Working data:
══════════════════════════════

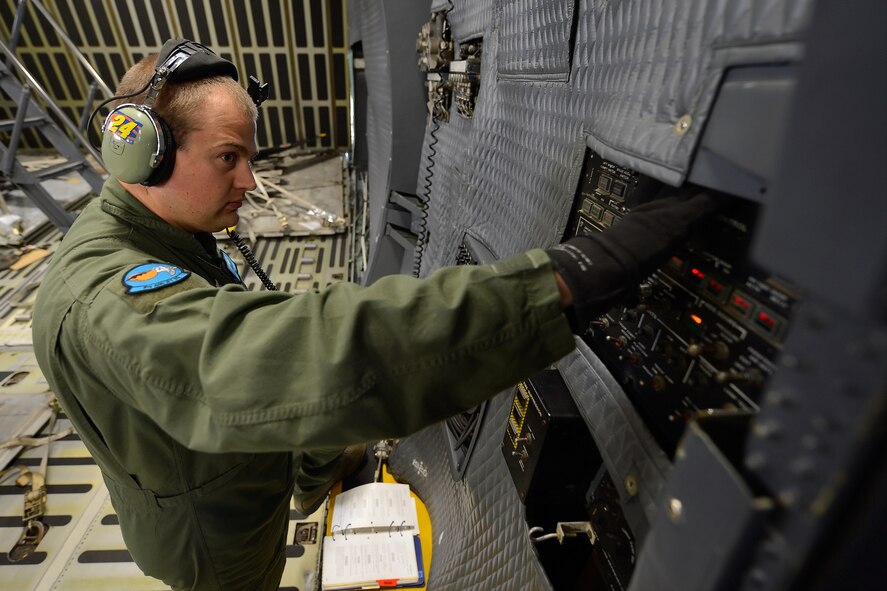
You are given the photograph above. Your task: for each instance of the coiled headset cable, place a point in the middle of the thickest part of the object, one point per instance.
(250, 259)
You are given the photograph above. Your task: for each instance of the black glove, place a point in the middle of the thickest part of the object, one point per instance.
(604, 267)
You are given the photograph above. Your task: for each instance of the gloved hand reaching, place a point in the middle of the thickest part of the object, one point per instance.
(604, 267)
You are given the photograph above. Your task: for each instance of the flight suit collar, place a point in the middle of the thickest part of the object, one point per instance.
(121, 204)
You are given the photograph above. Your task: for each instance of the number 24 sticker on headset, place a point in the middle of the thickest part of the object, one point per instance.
(124, 127)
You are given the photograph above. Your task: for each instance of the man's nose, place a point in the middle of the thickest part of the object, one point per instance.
(245, 178)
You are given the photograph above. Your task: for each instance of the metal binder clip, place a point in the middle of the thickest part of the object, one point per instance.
(27, 543)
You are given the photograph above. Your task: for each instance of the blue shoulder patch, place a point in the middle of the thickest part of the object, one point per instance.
(232, 266)
(153, 276)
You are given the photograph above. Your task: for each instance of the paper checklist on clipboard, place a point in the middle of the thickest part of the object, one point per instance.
(374, 539)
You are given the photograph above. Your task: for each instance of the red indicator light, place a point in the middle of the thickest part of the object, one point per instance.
(740, 303)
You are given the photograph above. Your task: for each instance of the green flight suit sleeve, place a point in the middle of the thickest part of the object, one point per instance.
(232, 370)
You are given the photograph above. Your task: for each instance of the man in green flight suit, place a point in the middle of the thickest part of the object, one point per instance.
(207, 406)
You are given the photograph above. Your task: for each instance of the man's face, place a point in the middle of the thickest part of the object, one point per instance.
(212, 171)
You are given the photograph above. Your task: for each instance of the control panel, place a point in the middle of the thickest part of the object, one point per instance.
(702, 336)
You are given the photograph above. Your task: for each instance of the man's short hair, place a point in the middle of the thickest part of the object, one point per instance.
(177, 104)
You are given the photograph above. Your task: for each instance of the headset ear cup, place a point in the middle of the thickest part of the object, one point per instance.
(168, 160)
(130, 138)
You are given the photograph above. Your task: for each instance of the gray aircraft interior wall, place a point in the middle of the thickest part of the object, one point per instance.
(727, 94)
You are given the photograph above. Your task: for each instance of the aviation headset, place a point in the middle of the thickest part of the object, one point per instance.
(137, 144)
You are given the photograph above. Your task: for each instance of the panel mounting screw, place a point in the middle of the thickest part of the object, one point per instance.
(631, 485)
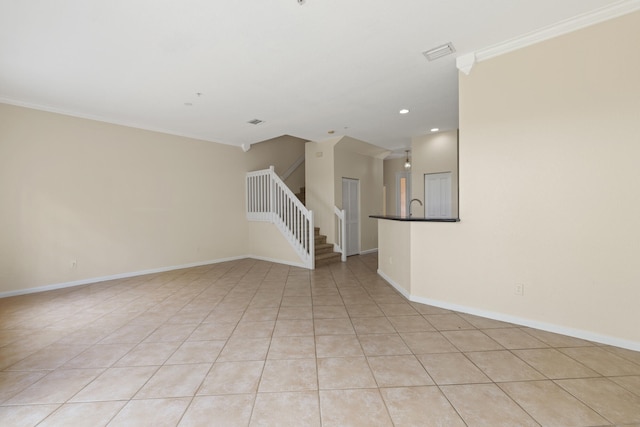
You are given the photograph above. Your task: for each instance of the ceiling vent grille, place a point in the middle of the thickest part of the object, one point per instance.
(439, 52)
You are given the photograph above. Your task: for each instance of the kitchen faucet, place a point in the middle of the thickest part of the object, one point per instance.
(411, 202)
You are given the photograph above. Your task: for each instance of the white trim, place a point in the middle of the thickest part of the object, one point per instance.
(115, 276)
(466, 62)
(369, 251)
(278, 261)
(129, 124)
(549, 327)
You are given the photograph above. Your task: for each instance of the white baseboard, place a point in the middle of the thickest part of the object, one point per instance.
(369, 251)
(114, 277)
(549, 327)
(277, 261)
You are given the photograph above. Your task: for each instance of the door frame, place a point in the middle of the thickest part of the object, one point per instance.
(352, 251)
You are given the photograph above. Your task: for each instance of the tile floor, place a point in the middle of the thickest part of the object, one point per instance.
(251, 343)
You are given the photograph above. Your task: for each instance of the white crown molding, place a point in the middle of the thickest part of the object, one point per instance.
(104, 119)
(466, 62)
(116, 276)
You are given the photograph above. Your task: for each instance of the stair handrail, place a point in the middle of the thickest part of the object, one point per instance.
(270, 200)
(341, 231)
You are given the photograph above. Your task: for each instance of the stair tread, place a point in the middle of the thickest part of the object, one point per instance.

══════════════════════════════

Work required: Set down exactly, and only, the lines from the one containing "of the kitchen" to the final line of the data.

Expected output:
You are given the photograph above. Your task: for each instance of the kitchen faucet, place a point in the middle of the thickest part of the object, one point per instance.
(411, 202)
You are given the photograph above. Your task: for each instance of the white trim, place a point in the middle of the thickest part of the object, one point per instance.
(115, 276)
(466, 62)
(369, 251)
(278, 261)
(129, 124)
(549, 327)
You are given the photograph above. Your task: for each instance of the white baseboard, place a point in the middle of the thickest part of the object, one point per instance.
(369, 251)
(114, 277)
(549, 327)
(277, 261)
You are given the photograph above. Your task: for each instance of the door frame, place a point in the middle of the thickest part of the object, one point per instance.
(352, 251)
You are given the photograph above. Your task: for each instance of the tile floor, place a point in the middle of the thickest part of the object, one point per instance.
(251, 343)
You are given the photograph above. Your task: for each instance of the white crown molding, place a point in the middle of the thickest part of the object, one point per instance.
(104, 119)
(466, 62)
(116, 276)
You are given the photograph above. Your task: for each instance of the stair handrail, place a point in the middle of the thickest part of the object, one point per instance.
(270, 200)
(341, 231)
You are given the photograph above. Your task: for each instance of the stair tread, place a point in the middle of the thickest part of the object, one point per instance.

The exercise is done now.